# start of Input records
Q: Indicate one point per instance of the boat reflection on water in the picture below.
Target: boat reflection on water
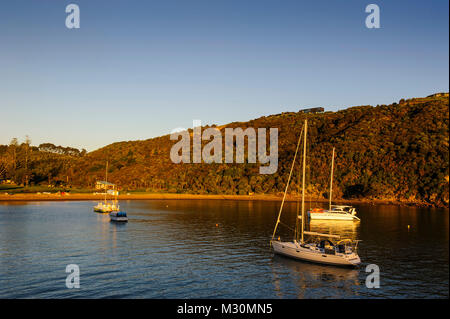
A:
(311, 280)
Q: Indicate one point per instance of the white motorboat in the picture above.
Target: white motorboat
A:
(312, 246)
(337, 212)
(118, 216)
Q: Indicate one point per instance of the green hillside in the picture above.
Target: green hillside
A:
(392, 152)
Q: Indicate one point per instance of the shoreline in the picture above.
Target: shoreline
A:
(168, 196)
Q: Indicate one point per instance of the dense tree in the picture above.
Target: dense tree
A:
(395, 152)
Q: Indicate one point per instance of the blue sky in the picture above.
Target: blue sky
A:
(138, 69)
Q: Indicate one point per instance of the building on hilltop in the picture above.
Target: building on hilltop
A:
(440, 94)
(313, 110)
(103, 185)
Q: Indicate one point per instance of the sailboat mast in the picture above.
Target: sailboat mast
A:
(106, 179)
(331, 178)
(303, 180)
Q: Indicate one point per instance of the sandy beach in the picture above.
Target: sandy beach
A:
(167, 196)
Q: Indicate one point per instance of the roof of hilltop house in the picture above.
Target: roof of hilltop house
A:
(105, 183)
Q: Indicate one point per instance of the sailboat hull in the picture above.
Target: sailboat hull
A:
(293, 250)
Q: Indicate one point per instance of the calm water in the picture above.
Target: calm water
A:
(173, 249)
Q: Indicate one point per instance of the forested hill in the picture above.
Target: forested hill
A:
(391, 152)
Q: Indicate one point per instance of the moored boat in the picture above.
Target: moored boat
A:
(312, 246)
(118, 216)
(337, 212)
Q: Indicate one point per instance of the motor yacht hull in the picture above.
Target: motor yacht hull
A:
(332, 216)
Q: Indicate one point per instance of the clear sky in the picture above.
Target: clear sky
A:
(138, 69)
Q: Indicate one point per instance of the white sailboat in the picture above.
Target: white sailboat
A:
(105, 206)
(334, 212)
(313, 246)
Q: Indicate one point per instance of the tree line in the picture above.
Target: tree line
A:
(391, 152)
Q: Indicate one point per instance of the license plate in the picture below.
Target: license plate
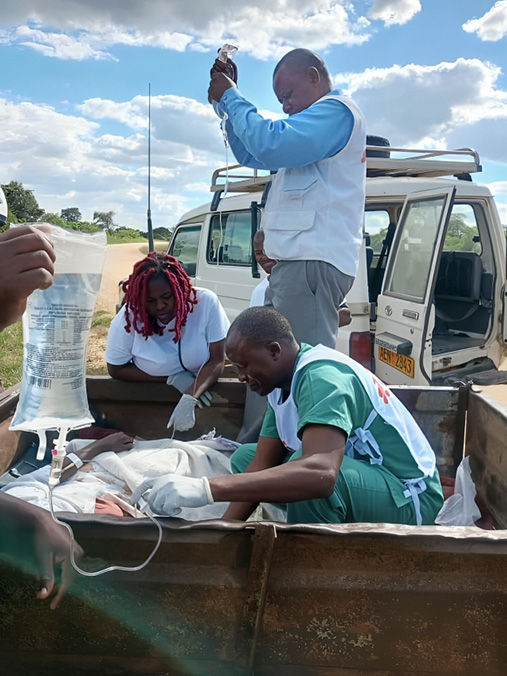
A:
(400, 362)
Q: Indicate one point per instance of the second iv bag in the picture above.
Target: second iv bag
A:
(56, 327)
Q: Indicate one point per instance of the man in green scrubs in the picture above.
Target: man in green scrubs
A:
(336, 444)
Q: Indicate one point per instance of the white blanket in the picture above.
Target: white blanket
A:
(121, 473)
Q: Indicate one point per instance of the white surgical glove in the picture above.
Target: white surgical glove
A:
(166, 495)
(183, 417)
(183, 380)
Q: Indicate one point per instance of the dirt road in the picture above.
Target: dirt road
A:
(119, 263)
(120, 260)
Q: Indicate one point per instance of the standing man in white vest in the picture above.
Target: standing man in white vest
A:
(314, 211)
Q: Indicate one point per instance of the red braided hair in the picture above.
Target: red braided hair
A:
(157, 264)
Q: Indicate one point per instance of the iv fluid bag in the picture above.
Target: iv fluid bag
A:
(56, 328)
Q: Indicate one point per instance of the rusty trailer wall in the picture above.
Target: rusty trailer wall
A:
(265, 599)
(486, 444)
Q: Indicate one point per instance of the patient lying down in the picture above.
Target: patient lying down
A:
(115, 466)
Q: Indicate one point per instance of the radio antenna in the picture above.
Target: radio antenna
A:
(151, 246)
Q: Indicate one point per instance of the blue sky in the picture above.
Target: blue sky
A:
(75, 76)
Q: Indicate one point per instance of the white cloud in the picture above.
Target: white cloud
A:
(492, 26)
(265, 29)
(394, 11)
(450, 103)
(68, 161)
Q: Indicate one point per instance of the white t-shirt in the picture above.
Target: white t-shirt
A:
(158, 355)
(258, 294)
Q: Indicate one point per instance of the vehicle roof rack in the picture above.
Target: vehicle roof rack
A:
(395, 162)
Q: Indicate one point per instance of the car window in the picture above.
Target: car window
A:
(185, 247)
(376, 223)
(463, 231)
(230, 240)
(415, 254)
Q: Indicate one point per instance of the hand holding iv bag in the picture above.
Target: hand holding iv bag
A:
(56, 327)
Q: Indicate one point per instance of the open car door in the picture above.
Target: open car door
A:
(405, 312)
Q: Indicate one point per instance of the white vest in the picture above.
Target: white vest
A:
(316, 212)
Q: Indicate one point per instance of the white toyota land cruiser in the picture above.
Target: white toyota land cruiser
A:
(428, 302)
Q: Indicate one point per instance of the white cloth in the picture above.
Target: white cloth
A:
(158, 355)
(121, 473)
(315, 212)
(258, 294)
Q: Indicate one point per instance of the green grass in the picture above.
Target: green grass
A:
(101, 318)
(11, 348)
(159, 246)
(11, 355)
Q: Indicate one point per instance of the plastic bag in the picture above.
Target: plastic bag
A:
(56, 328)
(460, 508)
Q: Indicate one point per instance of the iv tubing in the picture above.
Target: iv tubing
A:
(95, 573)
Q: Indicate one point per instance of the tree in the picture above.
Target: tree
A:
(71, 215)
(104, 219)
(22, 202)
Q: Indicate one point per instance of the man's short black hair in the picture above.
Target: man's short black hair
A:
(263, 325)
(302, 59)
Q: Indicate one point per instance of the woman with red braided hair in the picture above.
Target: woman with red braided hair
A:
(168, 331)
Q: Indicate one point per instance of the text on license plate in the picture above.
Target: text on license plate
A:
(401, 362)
# end of Input records
# start of Input records
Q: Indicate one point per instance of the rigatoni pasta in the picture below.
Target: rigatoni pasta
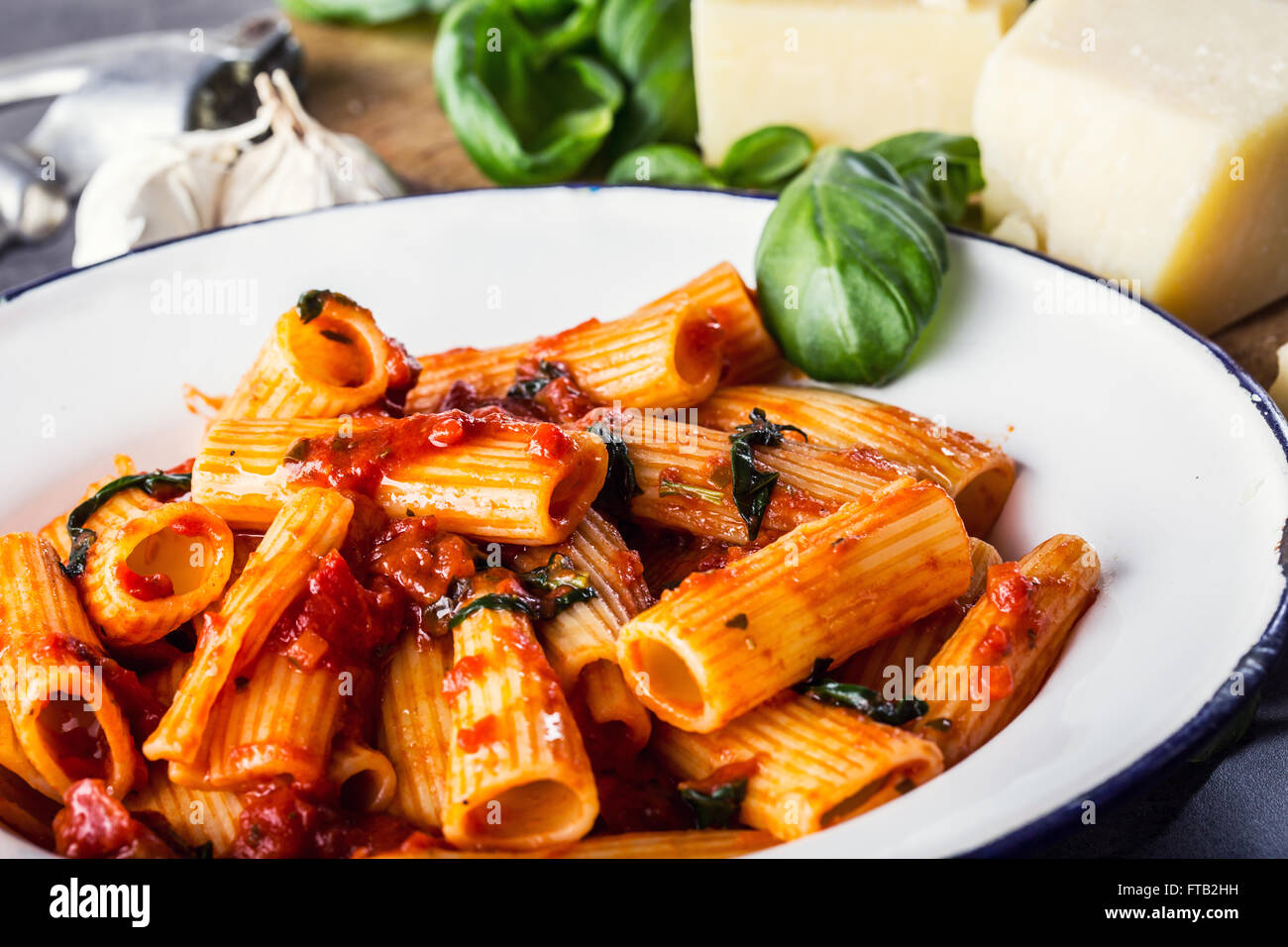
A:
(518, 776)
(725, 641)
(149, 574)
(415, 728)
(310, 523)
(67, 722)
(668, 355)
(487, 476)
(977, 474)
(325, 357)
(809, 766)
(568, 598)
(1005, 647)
# end of Input records
→ Written problem: Format the records from the line with "Q: Indicate one point per instance of the rigatoni" through the line with "(1005, 647)", both included, as a numbered list without blank lines, and leave out the pictures.

→ Correct output:
1. Q: Indicate one point per instance of the rigatoni pasta in the picture below.
2. Target: rigatoni pasta
3. A:
4. (518, 776)
5. (725, 641)
6. (149, 574)
7. (415, 728)
8. (310, 523)
9. (67, 722)
10. (668, 355)
11. (487, 476)
12. (977, 474)
13. (325, 357)
14. (809, 766)
15. (568, 598)
16. (1005, 647)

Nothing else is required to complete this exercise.